Which lines of the records below contain the word "GeoJSON"? Show each one.
• • • • • • •
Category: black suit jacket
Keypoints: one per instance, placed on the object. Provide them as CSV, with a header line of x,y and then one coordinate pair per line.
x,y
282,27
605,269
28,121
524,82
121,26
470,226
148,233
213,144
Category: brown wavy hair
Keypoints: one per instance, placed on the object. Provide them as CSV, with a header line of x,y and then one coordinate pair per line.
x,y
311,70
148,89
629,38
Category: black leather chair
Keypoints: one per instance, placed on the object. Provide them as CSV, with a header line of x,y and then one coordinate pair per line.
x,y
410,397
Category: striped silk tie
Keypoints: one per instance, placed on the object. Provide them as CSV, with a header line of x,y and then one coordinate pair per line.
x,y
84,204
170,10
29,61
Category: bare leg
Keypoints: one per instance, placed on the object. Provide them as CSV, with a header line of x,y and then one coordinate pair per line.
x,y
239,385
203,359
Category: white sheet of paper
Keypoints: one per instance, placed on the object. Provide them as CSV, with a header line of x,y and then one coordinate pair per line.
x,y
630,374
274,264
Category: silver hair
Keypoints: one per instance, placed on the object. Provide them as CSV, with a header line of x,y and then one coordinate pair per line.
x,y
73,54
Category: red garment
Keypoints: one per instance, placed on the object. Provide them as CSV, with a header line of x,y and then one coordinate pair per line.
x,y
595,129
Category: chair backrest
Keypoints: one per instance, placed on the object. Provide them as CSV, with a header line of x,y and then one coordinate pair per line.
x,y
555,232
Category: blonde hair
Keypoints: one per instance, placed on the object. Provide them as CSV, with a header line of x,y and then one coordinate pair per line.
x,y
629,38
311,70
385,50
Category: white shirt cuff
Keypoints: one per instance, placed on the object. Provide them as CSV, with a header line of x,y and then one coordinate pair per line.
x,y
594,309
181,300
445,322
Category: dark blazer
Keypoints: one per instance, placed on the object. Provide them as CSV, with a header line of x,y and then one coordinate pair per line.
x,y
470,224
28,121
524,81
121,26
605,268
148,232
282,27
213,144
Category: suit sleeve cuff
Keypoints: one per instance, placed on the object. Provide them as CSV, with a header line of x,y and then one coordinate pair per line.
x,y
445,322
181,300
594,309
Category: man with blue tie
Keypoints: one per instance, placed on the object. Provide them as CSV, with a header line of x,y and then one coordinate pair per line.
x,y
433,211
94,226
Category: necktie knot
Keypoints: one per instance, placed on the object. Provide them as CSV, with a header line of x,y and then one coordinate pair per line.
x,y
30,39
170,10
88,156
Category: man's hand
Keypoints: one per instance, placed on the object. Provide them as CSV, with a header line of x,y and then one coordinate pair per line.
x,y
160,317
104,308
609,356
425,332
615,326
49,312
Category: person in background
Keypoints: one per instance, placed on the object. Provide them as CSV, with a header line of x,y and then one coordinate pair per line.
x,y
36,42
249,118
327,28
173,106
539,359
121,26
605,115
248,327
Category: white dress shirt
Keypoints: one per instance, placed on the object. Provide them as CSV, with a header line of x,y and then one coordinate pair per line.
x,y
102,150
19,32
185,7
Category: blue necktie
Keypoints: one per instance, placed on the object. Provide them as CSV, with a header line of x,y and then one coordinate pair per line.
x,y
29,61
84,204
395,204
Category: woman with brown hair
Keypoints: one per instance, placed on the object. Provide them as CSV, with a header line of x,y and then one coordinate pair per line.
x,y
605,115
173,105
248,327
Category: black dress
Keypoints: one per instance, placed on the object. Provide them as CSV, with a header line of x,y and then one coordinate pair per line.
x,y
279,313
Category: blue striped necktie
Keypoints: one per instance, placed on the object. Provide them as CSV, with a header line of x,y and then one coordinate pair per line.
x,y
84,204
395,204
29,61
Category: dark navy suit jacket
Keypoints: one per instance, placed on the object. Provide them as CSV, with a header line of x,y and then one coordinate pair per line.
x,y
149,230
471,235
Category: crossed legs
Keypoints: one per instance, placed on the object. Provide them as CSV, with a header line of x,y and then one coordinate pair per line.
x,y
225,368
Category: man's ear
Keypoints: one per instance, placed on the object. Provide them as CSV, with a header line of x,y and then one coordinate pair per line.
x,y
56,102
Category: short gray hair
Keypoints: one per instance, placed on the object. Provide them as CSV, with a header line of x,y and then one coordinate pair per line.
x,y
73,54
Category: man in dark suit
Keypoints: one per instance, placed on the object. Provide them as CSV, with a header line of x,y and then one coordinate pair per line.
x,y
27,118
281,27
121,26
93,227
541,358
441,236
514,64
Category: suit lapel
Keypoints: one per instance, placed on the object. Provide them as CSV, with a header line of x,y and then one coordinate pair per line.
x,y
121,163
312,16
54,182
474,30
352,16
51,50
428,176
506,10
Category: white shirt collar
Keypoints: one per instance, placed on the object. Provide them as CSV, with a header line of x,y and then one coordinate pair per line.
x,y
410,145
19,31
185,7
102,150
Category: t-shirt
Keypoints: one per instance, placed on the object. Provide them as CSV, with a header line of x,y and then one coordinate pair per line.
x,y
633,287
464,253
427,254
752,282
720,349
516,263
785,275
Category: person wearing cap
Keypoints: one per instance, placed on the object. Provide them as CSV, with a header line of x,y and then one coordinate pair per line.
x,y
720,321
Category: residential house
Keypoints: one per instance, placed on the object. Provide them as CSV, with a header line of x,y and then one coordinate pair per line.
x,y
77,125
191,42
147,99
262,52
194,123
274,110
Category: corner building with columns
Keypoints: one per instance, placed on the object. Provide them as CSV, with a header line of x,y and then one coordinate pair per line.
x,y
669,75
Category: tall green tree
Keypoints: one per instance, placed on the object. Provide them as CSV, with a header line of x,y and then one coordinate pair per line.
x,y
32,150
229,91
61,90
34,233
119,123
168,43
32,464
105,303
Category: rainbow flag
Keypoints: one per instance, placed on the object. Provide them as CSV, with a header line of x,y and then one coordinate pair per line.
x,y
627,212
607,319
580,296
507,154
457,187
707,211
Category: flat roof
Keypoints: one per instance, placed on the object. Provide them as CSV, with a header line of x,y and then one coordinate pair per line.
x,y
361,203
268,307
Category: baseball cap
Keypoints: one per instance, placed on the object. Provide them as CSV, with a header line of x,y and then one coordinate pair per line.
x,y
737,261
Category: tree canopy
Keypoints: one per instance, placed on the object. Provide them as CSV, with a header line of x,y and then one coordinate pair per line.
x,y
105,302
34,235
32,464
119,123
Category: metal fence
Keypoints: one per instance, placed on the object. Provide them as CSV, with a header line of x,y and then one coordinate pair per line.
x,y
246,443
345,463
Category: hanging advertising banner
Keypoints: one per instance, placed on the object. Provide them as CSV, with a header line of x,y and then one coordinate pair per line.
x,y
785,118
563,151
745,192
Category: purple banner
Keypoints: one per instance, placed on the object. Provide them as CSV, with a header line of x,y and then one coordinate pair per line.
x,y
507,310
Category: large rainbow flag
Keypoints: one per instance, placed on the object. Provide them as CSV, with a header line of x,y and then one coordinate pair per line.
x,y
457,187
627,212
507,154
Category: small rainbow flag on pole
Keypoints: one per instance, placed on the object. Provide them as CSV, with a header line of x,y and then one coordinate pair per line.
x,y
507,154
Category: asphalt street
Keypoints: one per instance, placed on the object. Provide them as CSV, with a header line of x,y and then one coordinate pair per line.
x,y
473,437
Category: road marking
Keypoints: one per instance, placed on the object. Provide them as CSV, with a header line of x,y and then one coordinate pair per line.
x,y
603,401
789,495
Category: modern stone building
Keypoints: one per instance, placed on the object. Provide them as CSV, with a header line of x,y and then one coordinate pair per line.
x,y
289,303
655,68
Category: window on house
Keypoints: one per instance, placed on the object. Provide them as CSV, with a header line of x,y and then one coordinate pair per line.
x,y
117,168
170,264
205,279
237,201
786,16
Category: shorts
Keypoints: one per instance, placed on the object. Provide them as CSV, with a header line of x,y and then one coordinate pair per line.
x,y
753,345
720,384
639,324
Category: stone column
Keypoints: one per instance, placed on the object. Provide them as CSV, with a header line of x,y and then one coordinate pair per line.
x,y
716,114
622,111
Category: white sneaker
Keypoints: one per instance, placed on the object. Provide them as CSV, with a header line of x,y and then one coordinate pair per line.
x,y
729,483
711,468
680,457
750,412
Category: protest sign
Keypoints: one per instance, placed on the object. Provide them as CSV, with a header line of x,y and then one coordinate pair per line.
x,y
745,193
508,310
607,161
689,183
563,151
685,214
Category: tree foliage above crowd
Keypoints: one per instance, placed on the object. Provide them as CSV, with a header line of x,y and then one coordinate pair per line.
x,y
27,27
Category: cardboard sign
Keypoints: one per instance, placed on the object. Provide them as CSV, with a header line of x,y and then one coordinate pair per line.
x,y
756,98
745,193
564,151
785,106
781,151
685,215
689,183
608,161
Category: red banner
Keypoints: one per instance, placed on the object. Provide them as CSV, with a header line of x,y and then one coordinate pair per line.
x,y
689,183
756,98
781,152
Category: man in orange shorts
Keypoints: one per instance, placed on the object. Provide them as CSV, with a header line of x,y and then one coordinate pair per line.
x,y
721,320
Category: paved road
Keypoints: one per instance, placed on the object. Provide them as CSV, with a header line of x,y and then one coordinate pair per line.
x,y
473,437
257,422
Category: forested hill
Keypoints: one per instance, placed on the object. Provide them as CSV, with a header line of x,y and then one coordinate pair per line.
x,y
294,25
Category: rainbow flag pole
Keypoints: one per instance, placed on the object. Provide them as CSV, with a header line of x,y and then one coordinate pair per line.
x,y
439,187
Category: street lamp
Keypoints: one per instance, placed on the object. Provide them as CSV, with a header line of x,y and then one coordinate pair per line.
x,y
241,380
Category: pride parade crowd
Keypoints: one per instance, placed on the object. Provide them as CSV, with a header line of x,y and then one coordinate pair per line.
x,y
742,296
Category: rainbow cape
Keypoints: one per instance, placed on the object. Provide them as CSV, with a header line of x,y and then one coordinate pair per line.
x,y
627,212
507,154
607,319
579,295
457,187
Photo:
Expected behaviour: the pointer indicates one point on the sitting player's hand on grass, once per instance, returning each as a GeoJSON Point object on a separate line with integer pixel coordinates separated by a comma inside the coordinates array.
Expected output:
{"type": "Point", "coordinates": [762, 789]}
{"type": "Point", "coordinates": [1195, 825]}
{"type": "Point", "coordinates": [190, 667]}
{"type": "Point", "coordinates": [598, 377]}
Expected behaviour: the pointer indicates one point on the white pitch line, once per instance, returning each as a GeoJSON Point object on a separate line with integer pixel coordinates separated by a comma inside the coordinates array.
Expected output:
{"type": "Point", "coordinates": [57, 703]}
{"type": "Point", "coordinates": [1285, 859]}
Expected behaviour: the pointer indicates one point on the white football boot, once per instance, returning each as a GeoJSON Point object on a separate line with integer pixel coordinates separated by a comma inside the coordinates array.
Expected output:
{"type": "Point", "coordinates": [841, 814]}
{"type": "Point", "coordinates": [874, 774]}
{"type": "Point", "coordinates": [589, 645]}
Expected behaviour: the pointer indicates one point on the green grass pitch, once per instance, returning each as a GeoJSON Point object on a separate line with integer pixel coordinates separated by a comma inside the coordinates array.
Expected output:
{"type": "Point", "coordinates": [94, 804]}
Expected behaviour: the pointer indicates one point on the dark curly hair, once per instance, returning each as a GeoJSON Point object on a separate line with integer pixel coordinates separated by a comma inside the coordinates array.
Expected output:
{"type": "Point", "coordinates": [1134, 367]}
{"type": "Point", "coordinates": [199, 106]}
• • • • • • •
### Response area
Expected behaviour: the pointer indicates one point on the sitting player's hand on grass, once per instance, returning each as a GeoJSON Point object on a separate line with integer pixel coordinates separated by a comma inside the coordinates array.
Expected behaviour: the pointer indicates one point on the white pitch line, once per instance, returning each as a GeoJSON Point object on a separate line with integer pixel coordinates separated by a comma inside the coordinates array.
Expected behaviour: the pointer indicates one point on the white football boot, once per instance, returning each as a GeoJSON Point object on a separate line with integer pixel coordinates separated by a comma inside the coordinates array.
Expected behaviour: the pointer indicates one point on the green grass pitch, once per instance, returning each as a GeoJSON Point object on a separate line with integer pixel coordinates separated by a comma inside the coordinates array.
Expected behaviour: the pointer indicates one point on the dark curly hair, once per instance, returning each as a GeoJSON Point object on a separate line with integer pixel coordinates separated by a comma inside the coordinates array.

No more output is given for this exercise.